• [Extrait du document]
--------------------------------

Résumé
Le contenu de cet ouvrage comprend les écrits les plus importants de Pierre
Bourdieu sur le langage ainsi que sur le pouvoir symbolique dans le champ
politique. Ce livre est une édition revue et augmentée des textes publiés
en 1982 sous le titre" Ce que parler veut dire".
Après une critique de la linguistique orthodoxe, Bourdieu propose une
interprétation du phénomène linguistique à l'aide des concepts d'habitus
et de champ. Enfin, dans une dernière partie, Bourdieu élargit cette étude
au discours et à la représentation politique.
Commentaire critique
Les échanges linguistiques sont susceptibles d'exprimer de multiples manières
les relations de pouvoir. Les discours ne sont pas seulement destinés
à être compris, déchiffrés, ce sont aussi des signes d'autorité destinés
à être crus ou obéis. La valeur du discours va donc dépendre du rapport
de force. La forme et le contenu du discours dépendent des relations entre
un habitus et un marché défini par un niveau de tension plus ou moins
élevé, donc par le degré de rigueur des sanctions qu'il inflige à ceux
qui manquent à la « correction » que suppose l'usage officiel de la langue.
La langue officielle reflète l'unification de l'État. Pierre Bourdieu
reprend les travaux d'historiens sur le développement des langues avec
la formation des États-nations. Les pratiques linguistiques sont mesurées
par les pratiques dominantes et légitimes.

--------------------------------

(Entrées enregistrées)
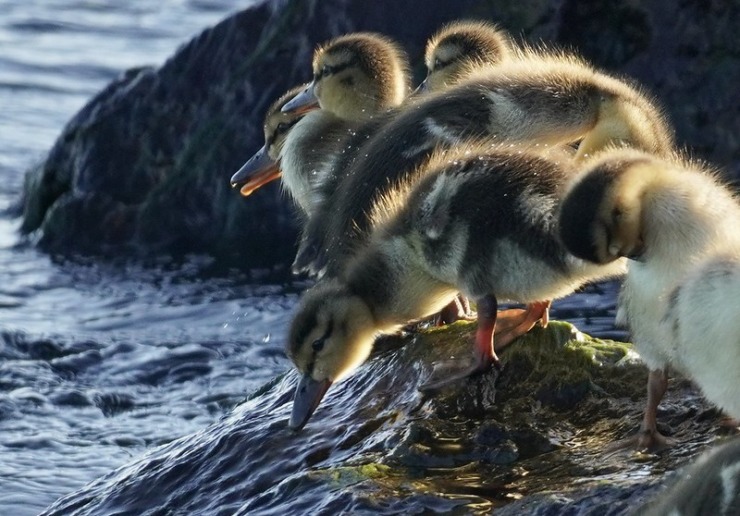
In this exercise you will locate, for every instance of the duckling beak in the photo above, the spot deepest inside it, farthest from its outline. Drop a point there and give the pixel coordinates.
(308, 395)
(259, 170)
(302, 103)
(637, 252)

--------------------------------

• [Consigne] Prolongez, s'il vous plaît, le compte rendu sur Bourdieu, le langage et le pouvoir symbolique, en reprenant juste après sa dernière phrase.

• [Résultat]
Bourdieu critique la linguistique de Saussure séparant la linguistique
interne (i.e. science de la langue) et la linguistique externe (i.e. science
des usages sociaux de la langue).
Tout en rendant justice aux théoriciens des actes de langage, Bourdieu
juge qu'Austin et des auteurs ayant subi son influence n'ont pas poussé
jusqu'au bout leurs analyses. Pour ces auteurs, c'est l'institution qui
accorde un sens, une autorité aux paroles, tel l'orateur homérique qui
saisit le skeptron pour prendre la parole. Pour Bourdieu, l'acte d'autorité
n'est que la limite de la langue légitime « dont l'autorité réside dans
les conditions sociales de production et de reproduction de la distribution
entre les classes de la connaissance et de la reconnaissance de la langue
légitime ». La force qui agit à travers les mots se trouve dans les paroles
mais aussi à travers les porte-parole représentatifs d'un groupe. Pour
comprendre cela, il faut construire une théorie du pouvoir symbolique,
objet de la troisième partie ; cette théorie est appliquée à l'espace
politique.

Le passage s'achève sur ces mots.